● **GOAL A**
Answer these questions about the database design forum thread:
(i) Over what span of years does the research project track people?
(ii) How often is the project in contact with those people?
(iii) What two things does the reply signed Dino recommend learning about?
● **GOAL B**
Retype the part of the database design forum thread starting with "In any case, I" and going on through "tables and relationships.".

● **TEXT PROVIDED**
This forum seems to me to be one of the most knowledgeable groups on software development, so if you guys can't help me on this, I must be doing research, not development...

Please bear with me, as I might take some time to elaborate on the nature of my problem.

I work at a large research-project that tracks language variations in a large number of people (couple of thousands) over a period of 30-50 years. During that period the project are only in contact with those people every 10-15 years, and they are under no obligation to inform us of changes of address, marital status etc.
However, those changes are rather important for the research we are doing, since locational and sociological changes may have an impact on the language variations we are looking at.

My job is to design a database that can store the information we do get, about the people, their locational and social status, and changes in those during the next 30-50 years. How do I design a databasestructure to not only keep a list of changes, but also allow for rather 'loose' defined changes - eg a person may report during an interview that s/he married a couple of years back. It seems to me that a table of statusses and dates or even years, would be a bit too rigid, since I can't expect the data to be very precise.

And then there is searching - somehow I have to allow for searches for "women who in their twenties moved from rural to city and married after finishing college"... But in my infinite optimism I hope that the searches will avail themselves when I have a nice structure for my data...

I am not restricted to use plain relational databases, and I expect to have to develop a highly specialized user interface for the system, so even the wildest suggestions may prove valuable.

Also, recommendations for good books on database-design, something like "Code Complete" or "Programming Pearls" or "Design Patterns", but for databases, are very welcome!

Thanks, in advance
Peter L.
Peter L. Send private email
Tuesday, July 25, 2006
It seems you are building an analysis tool. Learn about Data Warehouses and OLAPs. I can guess you need to implement a DW with slowly changing dimensions of the second kind.
Dino Send private email
Tuesday, July 25, 2006
You're also not the first person to tackle a project like this. I vaguely remember someone asking for help on how to modify a database toolset developed by the University of Texas, that started with an S. I want to say SLOS or SLUS or something like that.

In any case, I do encourage you to see if there's something out there that fits your needs - in fact, I'd think any true University grade Genealogy software would do the trick.

In fact, I just now googled for "genealogy database schema" and saw a number of promising hits. Granted, you would have to add to it, but hopefully it's just a matter of adding more attributes as opposed mapping out tables and relationships.
Tuesday, July 25, 2006
You are saying that there could be alot of disparate, non predictable types of data, yet you are able to approximate quite a bit about what it could be.

There are 2 ways here, you can either try to 'dynamically' make different things to store (bad idea) or sit down and come up with a ton of different things that you are interested in keeping track of.

● **MATERIAL PROVIDED**

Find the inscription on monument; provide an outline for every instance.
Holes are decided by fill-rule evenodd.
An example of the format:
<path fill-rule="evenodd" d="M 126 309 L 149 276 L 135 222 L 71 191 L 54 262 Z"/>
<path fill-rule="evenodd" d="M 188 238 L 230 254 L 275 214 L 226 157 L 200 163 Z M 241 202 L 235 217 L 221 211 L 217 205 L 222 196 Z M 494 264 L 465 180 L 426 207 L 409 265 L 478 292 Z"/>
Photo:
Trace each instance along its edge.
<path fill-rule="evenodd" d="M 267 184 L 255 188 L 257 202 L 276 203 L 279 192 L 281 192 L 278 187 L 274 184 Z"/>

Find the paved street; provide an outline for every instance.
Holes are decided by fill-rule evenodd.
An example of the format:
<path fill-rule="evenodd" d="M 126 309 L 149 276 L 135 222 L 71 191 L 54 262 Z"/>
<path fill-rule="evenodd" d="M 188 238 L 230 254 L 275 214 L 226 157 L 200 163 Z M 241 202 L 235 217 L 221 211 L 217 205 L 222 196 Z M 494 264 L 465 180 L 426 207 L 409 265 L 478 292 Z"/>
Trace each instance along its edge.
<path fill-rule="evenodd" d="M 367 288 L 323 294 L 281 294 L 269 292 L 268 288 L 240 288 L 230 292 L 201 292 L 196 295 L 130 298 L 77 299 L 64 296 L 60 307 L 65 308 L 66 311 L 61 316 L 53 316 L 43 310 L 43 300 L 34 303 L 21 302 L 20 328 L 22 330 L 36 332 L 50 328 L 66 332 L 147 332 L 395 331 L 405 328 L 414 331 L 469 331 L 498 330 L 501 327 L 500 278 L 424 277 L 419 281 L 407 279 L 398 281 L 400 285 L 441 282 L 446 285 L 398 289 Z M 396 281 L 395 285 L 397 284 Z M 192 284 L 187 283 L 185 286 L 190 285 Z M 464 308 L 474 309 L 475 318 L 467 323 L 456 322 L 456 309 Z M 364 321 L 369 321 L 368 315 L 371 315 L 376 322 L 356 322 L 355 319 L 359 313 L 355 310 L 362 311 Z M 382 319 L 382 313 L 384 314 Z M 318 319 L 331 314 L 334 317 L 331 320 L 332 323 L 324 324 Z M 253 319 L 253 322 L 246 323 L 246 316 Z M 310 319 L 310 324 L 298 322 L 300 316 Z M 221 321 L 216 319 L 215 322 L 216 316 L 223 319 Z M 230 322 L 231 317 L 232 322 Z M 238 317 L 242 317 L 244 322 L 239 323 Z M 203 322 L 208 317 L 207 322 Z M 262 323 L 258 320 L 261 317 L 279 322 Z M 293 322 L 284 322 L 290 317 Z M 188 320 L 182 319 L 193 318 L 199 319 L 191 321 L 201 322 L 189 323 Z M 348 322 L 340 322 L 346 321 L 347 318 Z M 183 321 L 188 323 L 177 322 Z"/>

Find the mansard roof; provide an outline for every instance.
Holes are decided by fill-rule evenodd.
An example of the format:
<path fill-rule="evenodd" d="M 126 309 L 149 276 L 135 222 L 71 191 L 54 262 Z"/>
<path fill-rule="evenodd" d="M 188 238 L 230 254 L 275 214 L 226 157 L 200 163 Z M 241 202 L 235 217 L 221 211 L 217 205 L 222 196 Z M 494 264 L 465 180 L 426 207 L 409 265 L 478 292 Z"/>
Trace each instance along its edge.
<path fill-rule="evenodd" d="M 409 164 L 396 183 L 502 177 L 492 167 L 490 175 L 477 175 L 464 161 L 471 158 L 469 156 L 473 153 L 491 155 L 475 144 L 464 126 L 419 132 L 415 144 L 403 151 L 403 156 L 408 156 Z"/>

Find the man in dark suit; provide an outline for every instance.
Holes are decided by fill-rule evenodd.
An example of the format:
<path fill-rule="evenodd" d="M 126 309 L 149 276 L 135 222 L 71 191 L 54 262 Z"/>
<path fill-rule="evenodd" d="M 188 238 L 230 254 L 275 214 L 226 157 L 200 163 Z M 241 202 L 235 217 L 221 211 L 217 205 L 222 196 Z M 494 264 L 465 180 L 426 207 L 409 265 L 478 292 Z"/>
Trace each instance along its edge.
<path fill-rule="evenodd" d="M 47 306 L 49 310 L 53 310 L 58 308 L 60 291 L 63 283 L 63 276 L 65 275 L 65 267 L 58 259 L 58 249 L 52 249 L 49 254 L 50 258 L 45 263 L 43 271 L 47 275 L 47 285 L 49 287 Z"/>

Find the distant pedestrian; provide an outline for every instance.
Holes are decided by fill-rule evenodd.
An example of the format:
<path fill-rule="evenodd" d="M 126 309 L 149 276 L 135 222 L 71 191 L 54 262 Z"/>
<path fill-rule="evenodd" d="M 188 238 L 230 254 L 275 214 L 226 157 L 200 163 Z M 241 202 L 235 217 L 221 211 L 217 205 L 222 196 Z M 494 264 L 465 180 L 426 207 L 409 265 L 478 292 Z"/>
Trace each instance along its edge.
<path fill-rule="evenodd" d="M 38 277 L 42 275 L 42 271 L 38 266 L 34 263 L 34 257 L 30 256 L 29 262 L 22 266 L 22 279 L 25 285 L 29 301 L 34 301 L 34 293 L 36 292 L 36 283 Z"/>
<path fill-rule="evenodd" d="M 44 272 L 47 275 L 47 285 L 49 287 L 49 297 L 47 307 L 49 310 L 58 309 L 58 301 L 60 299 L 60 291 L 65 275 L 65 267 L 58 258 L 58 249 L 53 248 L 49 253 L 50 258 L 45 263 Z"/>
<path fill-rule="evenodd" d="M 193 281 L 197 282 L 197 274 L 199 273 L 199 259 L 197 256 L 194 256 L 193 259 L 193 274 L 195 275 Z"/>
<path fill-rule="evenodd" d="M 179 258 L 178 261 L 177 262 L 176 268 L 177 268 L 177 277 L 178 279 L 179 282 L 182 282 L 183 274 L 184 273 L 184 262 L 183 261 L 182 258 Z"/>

---

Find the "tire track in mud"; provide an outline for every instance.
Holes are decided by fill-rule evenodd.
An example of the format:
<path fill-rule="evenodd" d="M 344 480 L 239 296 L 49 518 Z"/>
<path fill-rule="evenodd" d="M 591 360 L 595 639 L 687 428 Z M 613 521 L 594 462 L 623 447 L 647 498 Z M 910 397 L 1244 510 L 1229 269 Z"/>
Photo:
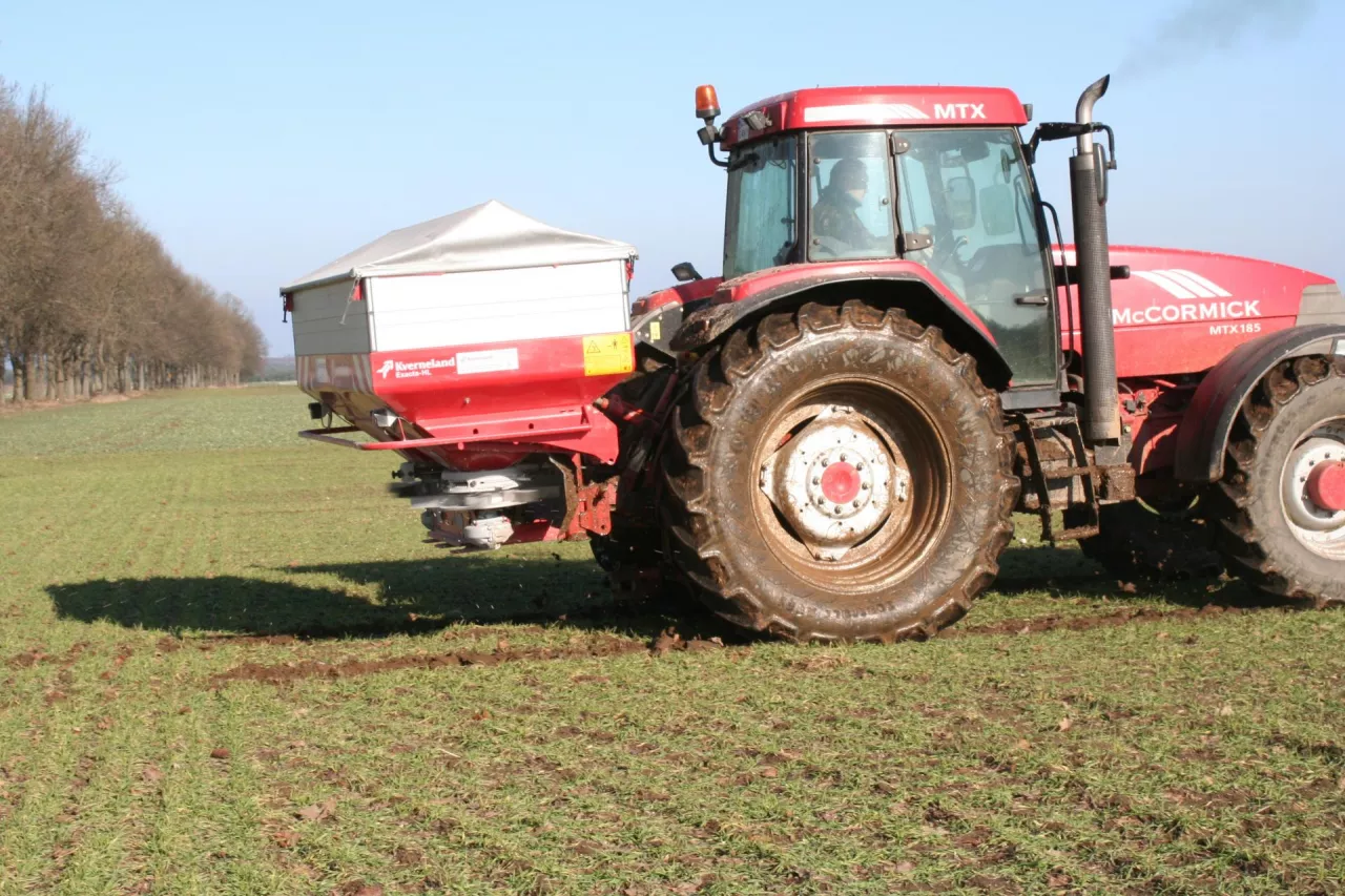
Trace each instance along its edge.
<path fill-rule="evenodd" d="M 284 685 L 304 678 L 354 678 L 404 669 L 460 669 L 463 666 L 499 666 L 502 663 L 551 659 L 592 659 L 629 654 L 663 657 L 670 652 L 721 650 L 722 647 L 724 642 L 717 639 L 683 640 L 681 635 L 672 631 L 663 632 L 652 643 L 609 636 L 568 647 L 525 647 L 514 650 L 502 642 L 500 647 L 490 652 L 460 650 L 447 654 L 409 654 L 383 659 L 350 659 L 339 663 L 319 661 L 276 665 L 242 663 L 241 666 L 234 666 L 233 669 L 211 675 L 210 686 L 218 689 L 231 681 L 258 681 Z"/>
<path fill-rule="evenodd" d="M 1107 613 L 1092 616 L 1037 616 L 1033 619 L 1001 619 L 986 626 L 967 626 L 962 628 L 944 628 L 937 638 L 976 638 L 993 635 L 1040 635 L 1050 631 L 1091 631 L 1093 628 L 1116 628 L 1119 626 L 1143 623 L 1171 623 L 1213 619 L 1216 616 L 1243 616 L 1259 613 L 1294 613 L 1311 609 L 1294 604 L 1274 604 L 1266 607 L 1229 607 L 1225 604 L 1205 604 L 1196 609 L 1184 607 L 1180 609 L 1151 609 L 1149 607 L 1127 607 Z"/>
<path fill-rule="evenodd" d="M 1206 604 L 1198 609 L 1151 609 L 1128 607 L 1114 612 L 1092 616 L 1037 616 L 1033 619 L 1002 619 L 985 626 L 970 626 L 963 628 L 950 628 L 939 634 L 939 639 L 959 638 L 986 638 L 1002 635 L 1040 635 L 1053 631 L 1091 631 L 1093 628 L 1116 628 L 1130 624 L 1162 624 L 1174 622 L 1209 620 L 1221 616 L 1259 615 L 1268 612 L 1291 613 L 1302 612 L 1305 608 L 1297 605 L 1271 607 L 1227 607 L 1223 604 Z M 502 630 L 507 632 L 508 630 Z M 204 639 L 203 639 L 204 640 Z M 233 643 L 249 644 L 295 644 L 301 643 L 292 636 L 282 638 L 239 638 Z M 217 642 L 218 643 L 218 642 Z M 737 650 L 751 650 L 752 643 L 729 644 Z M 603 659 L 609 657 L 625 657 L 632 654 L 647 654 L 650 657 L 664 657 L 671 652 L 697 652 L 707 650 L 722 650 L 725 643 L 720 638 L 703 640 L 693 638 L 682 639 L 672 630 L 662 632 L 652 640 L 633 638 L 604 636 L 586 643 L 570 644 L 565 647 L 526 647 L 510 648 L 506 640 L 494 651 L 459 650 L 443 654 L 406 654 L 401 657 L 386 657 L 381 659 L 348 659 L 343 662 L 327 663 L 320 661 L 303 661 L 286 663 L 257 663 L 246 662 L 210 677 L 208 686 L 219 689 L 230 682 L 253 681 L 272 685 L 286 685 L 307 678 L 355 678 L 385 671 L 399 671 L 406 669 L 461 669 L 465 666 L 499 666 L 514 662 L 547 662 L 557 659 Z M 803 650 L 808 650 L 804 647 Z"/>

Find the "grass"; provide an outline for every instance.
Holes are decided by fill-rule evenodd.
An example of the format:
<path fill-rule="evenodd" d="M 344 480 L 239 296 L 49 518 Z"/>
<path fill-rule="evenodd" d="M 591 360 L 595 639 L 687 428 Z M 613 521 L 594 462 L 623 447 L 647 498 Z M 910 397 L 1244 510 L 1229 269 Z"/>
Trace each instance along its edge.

==

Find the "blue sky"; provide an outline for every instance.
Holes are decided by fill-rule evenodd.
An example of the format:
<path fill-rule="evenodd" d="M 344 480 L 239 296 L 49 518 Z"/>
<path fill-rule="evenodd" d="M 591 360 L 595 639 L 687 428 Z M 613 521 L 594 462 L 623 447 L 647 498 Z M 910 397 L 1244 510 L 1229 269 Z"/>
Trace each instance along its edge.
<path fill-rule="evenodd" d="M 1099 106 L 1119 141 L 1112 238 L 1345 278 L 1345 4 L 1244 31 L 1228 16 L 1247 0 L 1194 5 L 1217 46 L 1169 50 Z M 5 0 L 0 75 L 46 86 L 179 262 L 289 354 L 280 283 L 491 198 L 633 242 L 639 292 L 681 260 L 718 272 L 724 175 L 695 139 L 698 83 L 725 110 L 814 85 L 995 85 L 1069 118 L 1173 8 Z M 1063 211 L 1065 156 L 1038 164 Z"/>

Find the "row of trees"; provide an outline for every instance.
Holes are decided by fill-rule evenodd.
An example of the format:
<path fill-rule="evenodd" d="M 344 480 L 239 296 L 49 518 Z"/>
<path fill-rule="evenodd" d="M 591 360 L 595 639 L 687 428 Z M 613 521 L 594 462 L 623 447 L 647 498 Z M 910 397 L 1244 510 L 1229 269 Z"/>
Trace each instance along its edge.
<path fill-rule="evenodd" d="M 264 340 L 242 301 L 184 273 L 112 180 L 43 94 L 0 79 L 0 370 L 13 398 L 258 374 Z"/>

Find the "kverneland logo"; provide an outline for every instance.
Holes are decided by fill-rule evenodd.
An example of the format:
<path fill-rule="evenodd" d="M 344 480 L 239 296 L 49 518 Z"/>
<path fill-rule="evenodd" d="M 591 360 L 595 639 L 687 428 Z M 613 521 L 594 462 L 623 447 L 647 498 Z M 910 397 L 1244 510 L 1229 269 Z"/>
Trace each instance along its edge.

● **FULL SOLUTION A**
(i) 30-50 years
(ii) Every 10-15 years
(iii) Data Warehouses and OLAPs

● **FULL SOLUTION B**
In any case, I do encourage you to see if there's something out there that fits your needs - in fact, I'd think any true University grade Genealogy software would do the trick.

In fact, I just now googled for "genealogy database schema" and saw a number of promising hits. Granted, you would have to add to it, but hopefully it's just a matter of adding more attributes as opposed mapping out tables and relationships.